Exercise A:
Identify each line in the records below that contains the word "pillar", and copy every one of those lines.

Passage shown:
Wallace Davis (1927-2008)

When I met my Uncle Wallace for the first time, he had retired and was moving from Stockport to Tobercurry in Co Sligo. His wife Rita (1922-1983) had died about 12 years previous. He was a big man with a warm smile, a colourful personality and history. These next two blogs tell a little of Wallace’s story. Firstly, from Wallace’s daughter Julie and myself writing from different vantage points.

Rita and Wallace Davis circa 1965

My cousin Julie writes:

Wallace, ye need to take these childa to see your mother.”

“Aragh ”

Wallace came to Stockport, England in 1955 with his wife Rita (nee Keher) and two stepchildren, Eleanor and Jim.  They went on to have three more children, Margaret, Sean (John) and Julie.

We never knew much about our Dad’s family, “The Davises” other than he was born in Manorhamilton in Co Leitrim, came from a large family, and grew up on a farm.

I suspect life must have been tough for Rita and Wallace; immigrants with a young family, neither of whom had their own family around them for support. This was not untypical of the times; many fled their homestead for one reason or another.

We grew up not knowing of Aunts, Uncles, Grandparents or cousins. The reason for this was never spoken about.

My only memory of my Grandmother Davis was sitting in the back of a car outside Larkfield, the family home, with Margaret and Sean (I was probably only about 4 years old.) Mum had persuaded Dad that he should visit his mother and let her see her Grandchildren.  Although I was very young, I will never forget how we were left sitting in the car, and not invited into the house.  Our young innocent faces excited to see the Granny we never knew we had. She spoke to us through the car window with cold politeness and sent us on our way. The air of hurt and disappointment to my Dad lingered.  Needless to say, the rest of the journey was silent and shrouded with sadness, for everyone.

It was only years later I learned the very sketchy story of the hostilities that surrounded the family.

Many years later I was lucky enough to visit the “Homestead” as my Dad would call it and to meet some of my Aunts and Uncles for the first time. 

I have attached a photo of me with my Dad meeting my Aunt Phylis and Uncle Cecil for the first time. There were many Aunts and Uncles that, unfortunately, I never got to meet.

Data to process:
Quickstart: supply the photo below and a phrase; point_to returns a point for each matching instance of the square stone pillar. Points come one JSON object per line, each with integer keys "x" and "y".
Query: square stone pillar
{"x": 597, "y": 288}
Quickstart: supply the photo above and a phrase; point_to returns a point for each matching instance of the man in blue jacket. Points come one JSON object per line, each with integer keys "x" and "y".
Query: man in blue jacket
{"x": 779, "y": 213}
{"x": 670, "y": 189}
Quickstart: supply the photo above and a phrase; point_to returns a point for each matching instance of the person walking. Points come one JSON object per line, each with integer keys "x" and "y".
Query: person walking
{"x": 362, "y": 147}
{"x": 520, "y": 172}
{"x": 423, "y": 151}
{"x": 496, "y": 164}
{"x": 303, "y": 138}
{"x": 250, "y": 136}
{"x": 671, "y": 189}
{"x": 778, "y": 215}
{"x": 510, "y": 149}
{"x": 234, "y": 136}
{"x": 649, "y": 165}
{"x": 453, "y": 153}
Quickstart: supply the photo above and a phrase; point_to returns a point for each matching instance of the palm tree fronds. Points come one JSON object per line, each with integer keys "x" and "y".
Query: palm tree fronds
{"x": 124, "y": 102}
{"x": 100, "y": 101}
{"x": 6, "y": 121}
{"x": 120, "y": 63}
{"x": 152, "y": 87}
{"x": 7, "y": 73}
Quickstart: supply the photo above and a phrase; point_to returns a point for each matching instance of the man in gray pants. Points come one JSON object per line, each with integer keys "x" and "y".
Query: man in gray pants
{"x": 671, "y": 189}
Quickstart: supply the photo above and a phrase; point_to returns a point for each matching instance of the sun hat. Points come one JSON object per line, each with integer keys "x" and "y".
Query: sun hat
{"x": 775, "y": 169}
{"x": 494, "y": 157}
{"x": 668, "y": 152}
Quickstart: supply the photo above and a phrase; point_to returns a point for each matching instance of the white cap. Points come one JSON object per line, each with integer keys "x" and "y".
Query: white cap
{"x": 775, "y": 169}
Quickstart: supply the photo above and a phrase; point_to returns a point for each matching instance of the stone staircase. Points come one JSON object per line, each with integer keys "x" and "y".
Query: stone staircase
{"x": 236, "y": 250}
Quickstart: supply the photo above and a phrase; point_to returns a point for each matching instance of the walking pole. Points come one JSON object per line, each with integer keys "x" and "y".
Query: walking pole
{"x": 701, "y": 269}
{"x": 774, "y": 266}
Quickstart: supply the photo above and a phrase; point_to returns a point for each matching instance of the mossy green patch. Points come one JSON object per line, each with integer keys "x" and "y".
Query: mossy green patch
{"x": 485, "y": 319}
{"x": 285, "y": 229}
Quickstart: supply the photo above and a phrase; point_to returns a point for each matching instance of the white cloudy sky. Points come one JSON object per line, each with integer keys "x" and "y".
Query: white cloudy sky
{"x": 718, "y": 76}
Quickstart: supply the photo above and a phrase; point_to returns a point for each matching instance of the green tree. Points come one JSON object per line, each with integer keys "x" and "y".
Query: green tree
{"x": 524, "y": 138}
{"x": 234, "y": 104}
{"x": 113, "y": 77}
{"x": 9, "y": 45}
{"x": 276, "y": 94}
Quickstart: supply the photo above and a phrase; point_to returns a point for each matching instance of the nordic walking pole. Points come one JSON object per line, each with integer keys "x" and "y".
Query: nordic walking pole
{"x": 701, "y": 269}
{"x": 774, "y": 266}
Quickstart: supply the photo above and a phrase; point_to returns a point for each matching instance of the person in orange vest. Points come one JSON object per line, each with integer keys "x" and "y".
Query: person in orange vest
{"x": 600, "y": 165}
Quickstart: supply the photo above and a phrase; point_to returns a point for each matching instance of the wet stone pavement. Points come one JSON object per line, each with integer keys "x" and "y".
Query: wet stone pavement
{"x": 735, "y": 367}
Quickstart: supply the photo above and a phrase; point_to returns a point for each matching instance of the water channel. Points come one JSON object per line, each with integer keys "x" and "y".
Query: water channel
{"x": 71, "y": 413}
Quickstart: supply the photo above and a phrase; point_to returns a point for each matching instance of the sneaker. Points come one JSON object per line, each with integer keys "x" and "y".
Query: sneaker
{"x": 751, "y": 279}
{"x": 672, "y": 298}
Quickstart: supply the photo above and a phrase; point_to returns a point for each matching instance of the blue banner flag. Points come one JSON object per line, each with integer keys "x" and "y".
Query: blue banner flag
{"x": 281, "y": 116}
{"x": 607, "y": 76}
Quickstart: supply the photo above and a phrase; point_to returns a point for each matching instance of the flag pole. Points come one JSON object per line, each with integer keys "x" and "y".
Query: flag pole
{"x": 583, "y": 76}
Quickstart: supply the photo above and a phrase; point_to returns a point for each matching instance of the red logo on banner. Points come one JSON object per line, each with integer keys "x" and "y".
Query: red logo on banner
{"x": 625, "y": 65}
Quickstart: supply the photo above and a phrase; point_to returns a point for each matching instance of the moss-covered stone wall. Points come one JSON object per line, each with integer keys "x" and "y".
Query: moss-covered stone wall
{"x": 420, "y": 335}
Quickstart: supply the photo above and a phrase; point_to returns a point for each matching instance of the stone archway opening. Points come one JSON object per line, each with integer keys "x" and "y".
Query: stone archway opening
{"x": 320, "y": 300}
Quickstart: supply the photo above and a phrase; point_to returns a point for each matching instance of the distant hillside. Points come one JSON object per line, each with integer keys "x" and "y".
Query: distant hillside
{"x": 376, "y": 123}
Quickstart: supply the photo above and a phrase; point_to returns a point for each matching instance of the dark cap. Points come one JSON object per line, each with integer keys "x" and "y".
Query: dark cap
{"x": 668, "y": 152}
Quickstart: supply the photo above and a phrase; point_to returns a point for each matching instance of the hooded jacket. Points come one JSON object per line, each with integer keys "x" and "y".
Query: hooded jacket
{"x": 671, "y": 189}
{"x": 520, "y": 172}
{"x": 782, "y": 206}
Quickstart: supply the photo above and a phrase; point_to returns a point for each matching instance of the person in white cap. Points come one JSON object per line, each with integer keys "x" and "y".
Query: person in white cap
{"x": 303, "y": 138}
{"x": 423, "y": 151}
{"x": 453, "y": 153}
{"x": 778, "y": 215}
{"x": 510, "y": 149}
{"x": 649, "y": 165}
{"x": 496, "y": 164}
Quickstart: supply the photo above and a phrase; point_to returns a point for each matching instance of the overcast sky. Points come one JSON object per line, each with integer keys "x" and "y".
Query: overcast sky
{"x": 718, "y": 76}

Exercise B:
Carry on the family memoir about Wallace Davis above, writing the part that follows its last paragraph.

Expected answer A:
Quickstart: supply the photo below and a phrase; point_to returns a point for each matching instance of the square stone pillar. Points come one JSON object per line, each with integer keys "x" and "y".
Query: square stone pillar

Expected answer B:
Cecil, Julie, Wallace and Phyllis circa 1`990

Stan writes:

On our visits to the Larkfield farmhouse, my brother Ivor and I shared a small double bed with a big hollow in the middle. A hollow in the bed is not really a problem when you are very small, and I guess I’m about 4 at this time. Cecil used the other bed in the room, sometimes coming in the early morning hours. A night time candle in the hallway casts moving shadows on the bedroom wall and ceiling, keeping me awake, the soft mummer of voices from the kitchen below, comforting.

One morning we’re dressed and leaving the bedroom when a young man runs in, whoops and jumps into the warm bed that we have just left. I didn’t know who he was at the time and never saw him again at the farm.

Forty years later I would meet my Uncle Wallace again, and only at his funeral in Stockport some years later would meet some of my cousins for the first time.

When Wallace jumped past us and into his bed that morning it was a short time before he married Rita in 1955, and when he was subsequently banished from the family, his mother telling him that she did not wish to see him again. Tragically she stuck to her decision, and as Julie recalls, turning her grandchildren away from the farmhouse some years later. Occasionally Wallace met up with some of his siblings on visits back to Ireland, unbeknownst to their mother.

In marrying a Roman Catholic widow with 2 children and 2 stepchildren, becoming Catholic himself and committing to the children being raised Catholic – required under the Church’s Ne Temere decree – he put himself beyond what his parents could accept. My Grandfather’s attitude to the affair was softer but it was my Grandmother who was the final arbiter.

The Ne Temere decree on the validity of marriage, enforced by the Catholic Church since 1907 had a severe impact on the minority Protestant community in Leitrim and contributed to their declining numbers. My Grandmother’s attitude was common and reflects a desperate attempt, albeit with tragic consequences, to limit its impact on her family and her community.

Continues next blog.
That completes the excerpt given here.